Input
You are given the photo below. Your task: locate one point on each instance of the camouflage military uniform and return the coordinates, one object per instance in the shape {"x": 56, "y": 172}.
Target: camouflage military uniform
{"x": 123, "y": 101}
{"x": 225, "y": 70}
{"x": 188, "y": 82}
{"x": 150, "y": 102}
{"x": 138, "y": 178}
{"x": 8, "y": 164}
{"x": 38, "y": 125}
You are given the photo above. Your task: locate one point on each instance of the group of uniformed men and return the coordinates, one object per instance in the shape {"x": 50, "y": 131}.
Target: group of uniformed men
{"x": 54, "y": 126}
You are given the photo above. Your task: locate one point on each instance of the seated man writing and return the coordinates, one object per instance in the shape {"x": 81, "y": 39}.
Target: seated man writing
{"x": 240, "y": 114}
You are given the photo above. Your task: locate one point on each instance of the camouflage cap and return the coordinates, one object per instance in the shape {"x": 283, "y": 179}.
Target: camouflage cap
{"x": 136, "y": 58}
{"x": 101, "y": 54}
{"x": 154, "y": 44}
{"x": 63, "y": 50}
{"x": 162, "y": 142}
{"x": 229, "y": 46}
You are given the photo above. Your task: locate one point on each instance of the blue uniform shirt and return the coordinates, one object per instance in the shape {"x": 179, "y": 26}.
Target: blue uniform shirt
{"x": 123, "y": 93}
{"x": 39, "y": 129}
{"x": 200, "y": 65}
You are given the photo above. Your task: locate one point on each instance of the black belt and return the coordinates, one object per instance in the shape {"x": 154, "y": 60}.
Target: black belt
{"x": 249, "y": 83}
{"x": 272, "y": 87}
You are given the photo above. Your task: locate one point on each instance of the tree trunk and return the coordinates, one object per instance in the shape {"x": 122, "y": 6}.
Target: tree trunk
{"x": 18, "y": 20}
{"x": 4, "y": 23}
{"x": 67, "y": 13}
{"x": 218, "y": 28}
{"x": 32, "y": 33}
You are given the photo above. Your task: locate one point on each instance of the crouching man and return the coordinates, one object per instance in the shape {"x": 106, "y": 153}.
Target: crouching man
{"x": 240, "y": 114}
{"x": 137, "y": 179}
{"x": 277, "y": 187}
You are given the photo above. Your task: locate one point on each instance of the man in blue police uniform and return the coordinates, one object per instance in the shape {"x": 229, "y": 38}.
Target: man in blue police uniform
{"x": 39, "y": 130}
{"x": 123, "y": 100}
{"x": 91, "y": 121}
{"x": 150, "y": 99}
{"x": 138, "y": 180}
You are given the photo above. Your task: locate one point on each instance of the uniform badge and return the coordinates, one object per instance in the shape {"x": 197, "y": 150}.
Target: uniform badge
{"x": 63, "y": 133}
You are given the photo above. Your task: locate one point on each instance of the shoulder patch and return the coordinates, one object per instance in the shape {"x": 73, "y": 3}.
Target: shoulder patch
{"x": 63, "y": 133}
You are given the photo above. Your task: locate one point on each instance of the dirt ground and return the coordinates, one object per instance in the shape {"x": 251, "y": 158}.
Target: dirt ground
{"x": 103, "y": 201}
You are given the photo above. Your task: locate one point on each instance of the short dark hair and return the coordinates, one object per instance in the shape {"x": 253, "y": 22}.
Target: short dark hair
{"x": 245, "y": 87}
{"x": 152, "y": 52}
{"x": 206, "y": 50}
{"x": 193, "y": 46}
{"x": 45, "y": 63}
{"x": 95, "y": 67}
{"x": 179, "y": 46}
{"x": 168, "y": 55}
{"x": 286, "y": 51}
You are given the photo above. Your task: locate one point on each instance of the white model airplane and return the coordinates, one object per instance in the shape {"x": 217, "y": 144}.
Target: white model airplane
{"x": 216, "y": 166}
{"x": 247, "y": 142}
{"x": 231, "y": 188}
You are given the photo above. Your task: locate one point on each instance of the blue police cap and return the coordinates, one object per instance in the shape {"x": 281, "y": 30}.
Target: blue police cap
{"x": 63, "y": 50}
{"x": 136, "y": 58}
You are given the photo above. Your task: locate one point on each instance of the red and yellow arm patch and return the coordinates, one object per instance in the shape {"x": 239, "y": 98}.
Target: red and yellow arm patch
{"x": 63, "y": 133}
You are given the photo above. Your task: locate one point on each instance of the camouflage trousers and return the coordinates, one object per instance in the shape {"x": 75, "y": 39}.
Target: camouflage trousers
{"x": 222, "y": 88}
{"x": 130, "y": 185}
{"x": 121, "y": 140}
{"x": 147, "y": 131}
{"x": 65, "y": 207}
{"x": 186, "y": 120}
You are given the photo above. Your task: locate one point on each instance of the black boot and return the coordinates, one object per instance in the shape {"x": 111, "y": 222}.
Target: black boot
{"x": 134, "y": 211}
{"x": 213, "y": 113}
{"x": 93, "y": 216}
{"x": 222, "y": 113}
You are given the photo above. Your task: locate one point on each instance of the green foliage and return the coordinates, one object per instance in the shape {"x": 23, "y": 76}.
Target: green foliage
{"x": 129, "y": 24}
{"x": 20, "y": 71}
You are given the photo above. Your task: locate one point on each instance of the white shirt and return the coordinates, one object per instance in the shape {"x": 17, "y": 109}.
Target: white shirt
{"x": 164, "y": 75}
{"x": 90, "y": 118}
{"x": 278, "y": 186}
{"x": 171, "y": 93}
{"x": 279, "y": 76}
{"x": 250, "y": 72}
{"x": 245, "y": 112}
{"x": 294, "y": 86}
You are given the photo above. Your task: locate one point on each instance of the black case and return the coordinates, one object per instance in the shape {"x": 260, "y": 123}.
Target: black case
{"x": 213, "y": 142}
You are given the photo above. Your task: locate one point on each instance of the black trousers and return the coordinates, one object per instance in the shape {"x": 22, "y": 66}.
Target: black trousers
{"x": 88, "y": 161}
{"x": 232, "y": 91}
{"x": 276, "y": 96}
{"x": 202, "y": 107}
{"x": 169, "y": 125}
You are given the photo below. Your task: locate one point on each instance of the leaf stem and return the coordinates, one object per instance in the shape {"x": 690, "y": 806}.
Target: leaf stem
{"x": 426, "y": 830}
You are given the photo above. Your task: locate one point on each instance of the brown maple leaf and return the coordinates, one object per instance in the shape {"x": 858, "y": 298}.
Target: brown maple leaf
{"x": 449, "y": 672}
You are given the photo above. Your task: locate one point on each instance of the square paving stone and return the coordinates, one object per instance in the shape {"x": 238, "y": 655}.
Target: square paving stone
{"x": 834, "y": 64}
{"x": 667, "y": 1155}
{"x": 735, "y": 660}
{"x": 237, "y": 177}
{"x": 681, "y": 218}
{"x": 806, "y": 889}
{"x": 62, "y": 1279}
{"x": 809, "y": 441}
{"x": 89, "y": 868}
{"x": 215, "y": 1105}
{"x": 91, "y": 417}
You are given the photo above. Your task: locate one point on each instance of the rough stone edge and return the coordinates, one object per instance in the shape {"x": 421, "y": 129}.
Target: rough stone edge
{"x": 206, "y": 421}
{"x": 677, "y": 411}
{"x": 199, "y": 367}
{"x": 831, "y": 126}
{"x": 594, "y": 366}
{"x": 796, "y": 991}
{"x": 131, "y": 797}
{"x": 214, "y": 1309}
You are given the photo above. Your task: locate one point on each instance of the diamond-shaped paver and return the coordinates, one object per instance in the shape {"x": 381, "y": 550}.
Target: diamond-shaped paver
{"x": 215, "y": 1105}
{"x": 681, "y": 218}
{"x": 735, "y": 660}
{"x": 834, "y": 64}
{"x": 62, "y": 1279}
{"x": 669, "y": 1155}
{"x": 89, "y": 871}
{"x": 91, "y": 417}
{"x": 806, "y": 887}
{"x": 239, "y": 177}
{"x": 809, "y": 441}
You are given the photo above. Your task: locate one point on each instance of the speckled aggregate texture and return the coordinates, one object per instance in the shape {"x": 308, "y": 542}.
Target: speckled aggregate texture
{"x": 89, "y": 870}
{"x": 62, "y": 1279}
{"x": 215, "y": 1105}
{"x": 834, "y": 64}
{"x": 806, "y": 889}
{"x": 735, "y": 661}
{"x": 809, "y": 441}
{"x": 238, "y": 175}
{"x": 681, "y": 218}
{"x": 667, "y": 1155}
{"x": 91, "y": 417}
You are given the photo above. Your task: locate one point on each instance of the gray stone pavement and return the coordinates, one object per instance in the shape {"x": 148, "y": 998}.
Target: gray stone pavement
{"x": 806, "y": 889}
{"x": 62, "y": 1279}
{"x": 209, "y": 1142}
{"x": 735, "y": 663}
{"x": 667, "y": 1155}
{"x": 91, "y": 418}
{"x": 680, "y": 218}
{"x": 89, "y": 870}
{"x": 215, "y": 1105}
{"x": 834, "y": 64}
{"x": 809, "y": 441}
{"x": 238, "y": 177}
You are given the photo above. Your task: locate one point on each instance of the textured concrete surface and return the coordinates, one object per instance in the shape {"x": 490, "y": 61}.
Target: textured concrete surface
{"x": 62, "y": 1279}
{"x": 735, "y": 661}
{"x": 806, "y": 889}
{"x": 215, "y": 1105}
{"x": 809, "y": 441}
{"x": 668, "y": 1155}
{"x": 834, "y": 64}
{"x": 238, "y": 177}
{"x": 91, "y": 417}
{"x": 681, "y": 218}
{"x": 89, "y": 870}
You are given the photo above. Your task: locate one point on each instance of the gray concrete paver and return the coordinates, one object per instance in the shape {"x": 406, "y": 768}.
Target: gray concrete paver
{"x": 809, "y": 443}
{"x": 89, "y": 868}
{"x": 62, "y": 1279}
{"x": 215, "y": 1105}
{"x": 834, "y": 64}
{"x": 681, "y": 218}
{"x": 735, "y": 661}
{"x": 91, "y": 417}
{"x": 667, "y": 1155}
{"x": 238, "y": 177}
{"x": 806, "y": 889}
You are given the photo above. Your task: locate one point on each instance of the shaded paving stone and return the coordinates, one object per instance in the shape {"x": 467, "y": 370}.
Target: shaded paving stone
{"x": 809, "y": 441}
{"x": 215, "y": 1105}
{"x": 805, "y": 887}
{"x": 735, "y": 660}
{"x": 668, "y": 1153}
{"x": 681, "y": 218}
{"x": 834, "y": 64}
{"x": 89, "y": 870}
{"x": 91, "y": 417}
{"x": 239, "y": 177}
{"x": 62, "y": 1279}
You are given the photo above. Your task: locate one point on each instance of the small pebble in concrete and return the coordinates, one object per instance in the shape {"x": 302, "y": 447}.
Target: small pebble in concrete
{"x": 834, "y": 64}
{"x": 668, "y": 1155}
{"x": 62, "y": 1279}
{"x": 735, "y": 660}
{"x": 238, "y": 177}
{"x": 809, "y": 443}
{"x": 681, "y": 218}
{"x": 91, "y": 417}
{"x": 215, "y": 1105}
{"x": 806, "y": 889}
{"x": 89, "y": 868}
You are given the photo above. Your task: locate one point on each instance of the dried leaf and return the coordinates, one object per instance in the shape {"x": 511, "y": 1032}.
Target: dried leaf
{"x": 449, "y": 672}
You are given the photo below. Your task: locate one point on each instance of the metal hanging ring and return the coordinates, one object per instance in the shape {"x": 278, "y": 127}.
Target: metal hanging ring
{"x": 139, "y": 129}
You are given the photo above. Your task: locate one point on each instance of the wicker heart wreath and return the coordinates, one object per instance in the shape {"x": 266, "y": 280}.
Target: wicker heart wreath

Written instruction
Repeat word for word the lines running from the line containing "of the small" to the end of the entries above, inclusive.

Solution for this exercise
You are given the photo above. Your task: locate one point on each instance of the small pebble in concrete and return the coordinates, one object per instance in the shape {"x": 302, "y": 447}.
Target: small pebble in concrete
{"x": 834, "y": 64}
{"x": 668, "y": 1155}
{"x": 62, "y": 1279}
{"x": 735, "y": 660}
{"x": 238, "y": 177}
{"x": 809, "y": 443}
{"x": 681, "y": 218}
{"x": 91, "y": 417}
{"x": 215, "y": 1105}
{"x": 806, "y": 889}
{"x": 89, "y": 868}
You are given the photo above. Your task: locate one point on each instance of the dried leaf and return the coordinates, one object per instance in the shape {"x": 511, "y": 1032}.
Target: dried leaf
{"x": 449, "y": 672}
You are given the photo below. Your task: locate one point on each instance of the metal hanging ring and return the coordinates, one object per instance in the shape {"x": 278, "y": 127}.
Target: metal hanging ring
{"x": 139, "y": 129}
You are given the photo above. Your task: locate one point on each instance of the wicker heart wreath and return the coordinates, one object per instance in the shape {"x": 266, "y": 280}.
Target: wicker heart wreath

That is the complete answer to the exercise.